> **Direction**
Output nothing but the lines from the line with "Each instance of the plant" through the end of the listing below, both ends included.

> **Data provided**
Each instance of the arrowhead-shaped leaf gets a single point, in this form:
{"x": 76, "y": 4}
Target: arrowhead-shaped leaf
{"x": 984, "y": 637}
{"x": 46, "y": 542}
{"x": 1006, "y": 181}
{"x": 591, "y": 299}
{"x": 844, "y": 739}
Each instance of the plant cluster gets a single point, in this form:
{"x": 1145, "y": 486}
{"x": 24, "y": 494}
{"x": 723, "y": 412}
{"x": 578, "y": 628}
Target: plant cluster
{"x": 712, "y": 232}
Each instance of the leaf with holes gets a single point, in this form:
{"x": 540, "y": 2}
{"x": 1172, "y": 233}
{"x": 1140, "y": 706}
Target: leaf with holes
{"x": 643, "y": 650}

> **Output for this exercise**
Each instance of the plant cluster gets a single point, in this form:
{"x": 1145, "y": 486}
{"x": 24, "y": 494}
{"x": 723, "y": 412}
{"x": 578, "y": 628}
Target: plant cluster
{"x": 712, "y": 232}
Each instance of the leaf with holes gets a single point, in this form:
{"x": 540, "y": 2}
{"x": 1172, "y": 233}
{"x": 1140, "y": 706}
Target: leaf with holes
{"x": 643, "y": 650}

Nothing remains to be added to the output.